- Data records

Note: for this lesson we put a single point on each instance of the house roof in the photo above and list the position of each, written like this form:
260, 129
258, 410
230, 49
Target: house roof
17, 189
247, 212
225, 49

- What the task requires
Return all of the entries exactly as written.

- Response
Note: for this lesson we put a single point on each instance of the house roof in the photo above and list the position of each, written like this form:
260, 129
258, 410
230, 49
Target: house roof
17, 189
247, 212
225, 49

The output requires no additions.